* **Exercise description**
Which lines in the listing below contain the string "cart"? Show each of those lines in full; case counts.

* **Listed records**
--------------------------------------------------
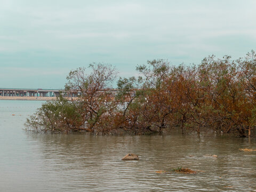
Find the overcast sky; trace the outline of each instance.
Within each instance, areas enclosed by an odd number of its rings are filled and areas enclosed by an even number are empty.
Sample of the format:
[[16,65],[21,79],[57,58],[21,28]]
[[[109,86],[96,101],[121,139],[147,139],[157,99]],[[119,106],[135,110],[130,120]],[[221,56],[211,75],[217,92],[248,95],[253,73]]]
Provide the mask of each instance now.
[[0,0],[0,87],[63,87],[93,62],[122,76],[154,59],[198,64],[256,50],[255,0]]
--------------------------------------------------
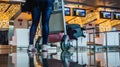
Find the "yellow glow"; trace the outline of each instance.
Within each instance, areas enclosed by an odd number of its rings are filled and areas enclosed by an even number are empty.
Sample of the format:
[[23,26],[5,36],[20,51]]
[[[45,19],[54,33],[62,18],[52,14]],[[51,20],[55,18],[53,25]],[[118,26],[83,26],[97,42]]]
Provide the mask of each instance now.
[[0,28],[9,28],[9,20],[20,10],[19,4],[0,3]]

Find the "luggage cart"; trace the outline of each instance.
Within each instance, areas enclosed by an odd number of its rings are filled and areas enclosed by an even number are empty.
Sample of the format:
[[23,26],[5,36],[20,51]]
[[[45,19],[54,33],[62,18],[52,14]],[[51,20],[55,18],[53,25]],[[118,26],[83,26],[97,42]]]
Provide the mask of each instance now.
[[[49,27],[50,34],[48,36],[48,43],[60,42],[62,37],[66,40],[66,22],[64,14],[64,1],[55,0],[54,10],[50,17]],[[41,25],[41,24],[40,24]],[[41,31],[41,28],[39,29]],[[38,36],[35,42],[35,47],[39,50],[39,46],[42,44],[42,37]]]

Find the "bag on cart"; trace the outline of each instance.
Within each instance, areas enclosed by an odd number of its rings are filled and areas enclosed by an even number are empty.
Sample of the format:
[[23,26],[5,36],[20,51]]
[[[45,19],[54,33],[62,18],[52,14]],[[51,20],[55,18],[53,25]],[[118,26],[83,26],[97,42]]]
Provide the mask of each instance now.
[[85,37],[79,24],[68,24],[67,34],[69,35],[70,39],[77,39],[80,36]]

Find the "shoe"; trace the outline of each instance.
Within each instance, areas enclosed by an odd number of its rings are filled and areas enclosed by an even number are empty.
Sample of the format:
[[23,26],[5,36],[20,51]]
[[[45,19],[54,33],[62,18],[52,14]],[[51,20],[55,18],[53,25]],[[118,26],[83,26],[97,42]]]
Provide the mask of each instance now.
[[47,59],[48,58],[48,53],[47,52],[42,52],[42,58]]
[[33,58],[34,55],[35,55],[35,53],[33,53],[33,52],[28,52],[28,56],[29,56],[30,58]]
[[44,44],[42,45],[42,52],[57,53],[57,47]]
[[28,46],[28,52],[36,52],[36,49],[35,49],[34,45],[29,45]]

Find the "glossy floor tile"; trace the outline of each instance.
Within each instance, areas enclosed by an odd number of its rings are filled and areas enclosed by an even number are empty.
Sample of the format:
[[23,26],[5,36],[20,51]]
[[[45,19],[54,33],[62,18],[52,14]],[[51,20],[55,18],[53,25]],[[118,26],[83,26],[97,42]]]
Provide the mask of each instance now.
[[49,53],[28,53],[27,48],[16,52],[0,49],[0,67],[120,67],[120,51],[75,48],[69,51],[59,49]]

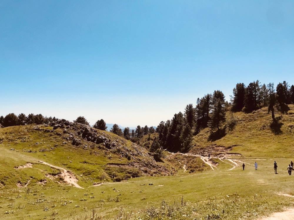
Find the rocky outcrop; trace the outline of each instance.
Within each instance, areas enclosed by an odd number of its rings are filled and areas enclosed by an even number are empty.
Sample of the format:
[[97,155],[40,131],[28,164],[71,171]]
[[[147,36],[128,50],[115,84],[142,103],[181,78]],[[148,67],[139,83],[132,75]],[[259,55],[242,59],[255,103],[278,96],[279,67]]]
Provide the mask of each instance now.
--------------------------------------------------
* **Solution to this exercise**
Find the "luggage cart"; trace the outline of each instance.
Find the "bag on cart"; trace the outline of each instance.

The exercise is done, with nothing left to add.